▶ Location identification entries
━━━━━━━━
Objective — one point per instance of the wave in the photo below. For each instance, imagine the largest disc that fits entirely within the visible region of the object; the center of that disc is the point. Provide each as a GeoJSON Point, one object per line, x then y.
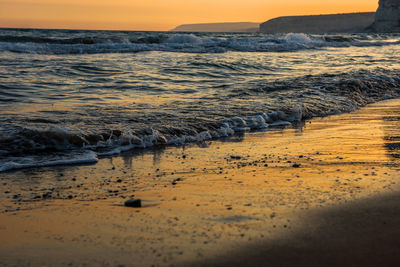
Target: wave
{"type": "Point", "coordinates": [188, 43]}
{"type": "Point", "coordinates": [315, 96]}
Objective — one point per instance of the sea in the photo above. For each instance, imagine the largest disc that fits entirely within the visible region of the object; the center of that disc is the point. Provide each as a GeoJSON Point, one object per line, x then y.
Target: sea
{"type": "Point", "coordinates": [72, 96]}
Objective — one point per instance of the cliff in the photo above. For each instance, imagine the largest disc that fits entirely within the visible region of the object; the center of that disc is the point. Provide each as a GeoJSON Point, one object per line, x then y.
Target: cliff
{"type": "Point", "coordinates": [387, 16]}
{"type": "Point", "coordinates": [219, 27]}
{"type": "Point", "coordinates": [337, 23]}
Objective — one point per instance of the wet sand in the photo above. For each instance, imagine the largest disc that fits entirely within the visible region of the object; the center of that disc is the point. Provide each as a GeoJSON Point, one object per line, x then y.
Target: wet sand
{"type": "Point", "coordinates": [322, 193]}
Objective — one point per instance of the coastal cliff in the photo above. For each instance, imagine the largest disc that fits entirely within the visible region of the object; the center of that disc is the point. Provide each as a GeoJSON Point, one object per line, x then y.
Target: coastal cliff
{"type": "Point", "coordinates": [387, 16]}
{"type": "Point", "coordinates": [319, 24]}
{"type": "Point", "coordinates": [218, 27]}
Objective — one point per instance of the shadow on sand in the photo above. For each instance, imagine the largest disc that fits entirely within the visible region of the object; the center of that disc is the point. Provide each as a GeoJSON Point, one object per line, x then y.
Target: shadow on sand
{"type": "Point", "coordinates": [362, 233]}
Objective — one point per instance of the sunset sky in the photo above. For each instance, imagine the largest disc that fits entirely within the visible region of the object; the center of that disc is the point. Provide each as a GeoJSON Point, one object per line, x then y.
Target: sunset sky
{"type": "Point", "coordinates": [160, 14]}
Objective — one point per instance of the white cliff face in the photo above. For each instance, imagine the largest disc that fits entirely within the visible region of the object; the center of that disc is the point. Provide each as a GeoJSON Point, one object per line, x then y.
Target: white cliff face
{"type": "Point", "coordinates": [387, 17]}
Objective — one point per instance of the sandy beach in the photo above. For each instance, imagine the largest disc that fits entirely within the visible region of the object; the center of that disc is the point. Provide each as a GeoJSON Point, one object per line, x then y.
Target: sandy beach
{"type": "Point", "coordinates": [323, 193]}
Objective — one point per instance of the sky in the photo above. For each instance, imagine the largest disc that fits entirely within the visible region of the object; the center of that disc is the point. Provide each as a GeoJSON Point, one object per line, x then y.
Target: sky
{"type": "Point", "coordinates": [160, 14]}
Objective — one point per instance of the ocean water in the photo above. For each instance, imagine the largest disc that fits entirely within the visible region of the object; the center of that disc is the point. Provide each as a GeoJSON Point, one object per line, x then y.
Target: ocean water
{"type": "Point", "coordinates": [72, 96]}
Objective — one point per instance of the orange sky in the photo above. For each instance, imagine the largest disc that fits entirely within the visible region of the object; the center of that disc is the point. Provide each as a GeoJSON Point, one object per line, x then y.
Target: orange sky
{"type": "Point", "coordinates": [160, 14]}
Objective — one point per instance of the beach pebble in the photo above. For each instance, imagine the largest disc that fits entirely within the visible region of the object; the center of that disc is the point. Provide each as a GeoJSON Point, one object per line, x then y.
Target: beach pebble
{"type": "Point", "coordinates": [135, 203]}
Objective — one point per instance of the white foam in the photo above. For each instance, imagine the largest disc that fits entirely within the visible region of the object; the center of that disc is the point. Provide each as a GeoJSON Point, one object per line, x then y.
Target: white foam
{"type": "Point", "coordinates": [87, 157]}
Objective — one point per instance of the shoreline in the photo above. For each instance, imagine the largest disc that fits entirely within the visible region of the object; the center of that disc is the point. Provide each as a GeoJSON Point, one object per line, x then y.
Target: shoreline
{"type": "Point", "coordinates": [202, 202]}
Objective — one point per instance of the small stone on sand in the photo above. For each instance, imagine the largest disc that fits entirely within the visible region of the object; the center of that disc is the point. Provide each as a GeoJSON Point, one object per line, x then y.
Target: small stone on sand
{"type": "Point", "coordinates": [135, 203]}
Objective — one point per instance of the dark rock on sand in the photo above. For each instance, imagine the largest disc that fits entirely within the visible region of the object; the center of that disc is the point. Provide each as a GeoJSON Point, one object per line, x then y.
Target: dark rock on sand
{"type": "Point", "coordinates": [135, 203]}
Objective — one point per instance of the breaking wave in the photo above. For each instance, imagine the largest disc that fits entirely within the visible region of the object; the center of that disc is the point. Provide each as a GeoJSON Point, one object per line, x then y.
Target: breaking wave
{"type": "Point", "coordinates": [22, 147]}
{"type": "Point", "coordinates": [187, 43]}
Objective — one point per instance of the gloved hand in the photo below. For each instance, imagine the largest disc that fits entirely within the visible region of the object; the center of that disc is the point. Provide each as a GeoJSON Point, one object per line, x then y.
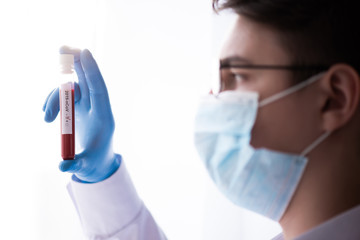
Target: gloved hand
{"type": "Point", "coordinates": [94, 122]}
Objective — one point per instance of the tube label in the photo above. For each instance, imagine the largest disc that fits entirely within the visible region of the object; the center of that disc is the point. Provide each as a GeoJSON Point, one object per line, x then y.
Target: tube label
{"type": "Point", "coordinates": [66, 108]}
━━━━━━━━
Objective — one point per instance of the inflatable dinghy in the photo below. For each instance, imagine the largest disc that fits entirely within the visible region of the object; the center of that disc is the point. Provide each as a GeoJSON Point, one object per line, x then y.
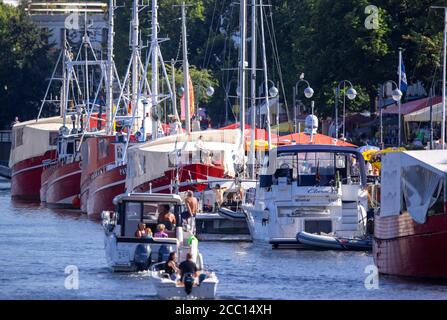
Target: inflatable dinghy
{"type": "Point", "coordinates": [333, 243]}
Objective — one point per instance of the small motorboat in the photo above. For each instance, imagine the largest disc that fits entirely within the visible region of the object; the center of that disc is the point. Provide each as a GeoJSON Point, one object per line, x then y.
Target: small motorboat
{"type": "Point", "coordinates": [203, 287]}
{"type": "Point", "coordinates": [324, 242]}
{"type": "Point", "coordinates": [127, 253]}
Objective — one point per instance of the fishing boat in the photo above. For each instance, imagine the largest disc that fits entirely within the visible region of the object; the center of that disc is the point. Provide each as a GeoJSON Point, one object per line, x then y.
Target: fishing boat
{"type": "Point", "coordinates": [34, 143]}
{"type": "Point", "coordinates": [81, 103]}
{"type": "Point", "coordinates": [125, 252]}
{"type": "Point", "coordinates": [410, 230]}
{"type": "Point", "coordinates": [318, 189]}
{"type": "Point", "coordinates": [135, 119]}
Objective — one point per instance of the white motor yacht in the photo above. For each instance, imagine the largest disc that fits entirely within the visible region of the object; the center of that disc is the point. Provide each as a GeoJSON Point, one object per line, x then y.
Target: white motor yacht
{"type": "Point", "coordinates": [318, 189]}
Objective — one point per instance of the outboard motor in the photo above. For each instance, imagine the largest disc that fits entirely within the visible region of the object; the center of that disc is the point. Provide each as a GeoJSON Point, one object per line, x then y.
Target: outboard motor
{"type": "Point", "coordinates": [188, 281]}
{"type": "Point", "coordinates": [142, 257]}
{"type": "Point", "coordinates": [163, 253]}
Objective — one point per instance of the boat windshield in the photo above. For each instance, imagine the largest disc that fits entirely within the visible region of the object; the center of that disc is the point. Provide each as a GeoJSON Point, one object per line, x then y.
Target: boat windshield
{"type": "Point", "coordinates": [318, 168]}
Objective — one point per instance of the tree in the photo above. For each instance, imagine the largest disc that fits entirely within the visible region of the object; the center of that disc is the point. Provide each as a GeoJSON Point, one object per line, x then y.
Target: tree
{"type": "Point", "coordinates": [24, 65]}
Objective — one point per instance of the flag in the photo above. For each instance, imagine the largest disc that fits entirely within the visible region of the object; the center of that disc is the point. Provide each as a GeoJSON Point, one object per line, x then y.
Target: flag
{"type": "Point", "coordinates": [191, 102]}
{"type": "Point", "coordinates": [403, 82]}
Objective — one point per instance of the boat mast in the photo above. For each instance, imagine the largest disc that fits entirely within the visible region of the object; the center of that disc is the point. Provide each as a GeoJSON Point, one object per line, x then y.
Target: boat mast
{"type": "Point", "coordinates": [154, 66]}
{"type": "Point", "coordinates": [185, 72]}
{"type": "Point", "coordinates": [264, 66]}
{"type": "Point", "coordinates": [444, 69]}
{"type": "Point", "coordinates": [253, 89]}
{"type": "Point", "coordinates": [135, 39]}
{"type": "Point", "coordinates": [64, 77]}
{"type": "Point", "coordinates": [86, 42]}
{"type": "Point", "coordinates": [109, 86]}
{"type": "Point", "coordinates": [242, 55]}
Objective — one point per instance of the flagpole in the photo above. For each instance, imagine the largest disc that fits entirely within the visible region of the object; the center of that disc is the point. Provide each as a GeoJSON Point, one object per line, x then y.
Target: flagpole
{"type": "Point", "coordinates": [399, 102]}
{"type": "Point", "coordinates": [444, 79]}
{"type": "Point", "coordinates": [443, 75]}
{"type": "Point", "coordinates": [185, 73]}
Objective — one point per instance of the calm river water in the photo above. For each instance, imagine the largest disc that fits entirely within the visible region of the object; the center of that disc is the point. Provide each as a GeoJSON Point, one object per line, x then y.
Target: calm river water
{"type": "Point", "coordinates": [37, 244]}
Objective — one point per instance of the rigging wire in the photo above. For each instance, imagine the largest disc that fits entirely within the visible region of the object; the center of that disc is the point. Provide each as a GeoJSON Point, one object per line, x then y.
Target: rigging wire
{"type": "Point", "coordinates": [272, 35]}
━━━━━━━━
▶ PROBLEM TO WORK ON
Convert the stretch of the records that opens with the line containing "Objective — one point per instance of the breaking" and closes with the line containing "Target: breaking wave", both lines included, into a JSON list of strings with one string per line and blank lines left out.

▶ TASK RESPONSE
[
  "Objective — one point per instance of the breaking wave in the photo above. For each instance, imagine the largest disc that fits entirely within the visible region of the object; the center of that disc is the point. Provide each as a GeoJSON Point, one object per line, x then y.",
  "Target: breaking wave"
]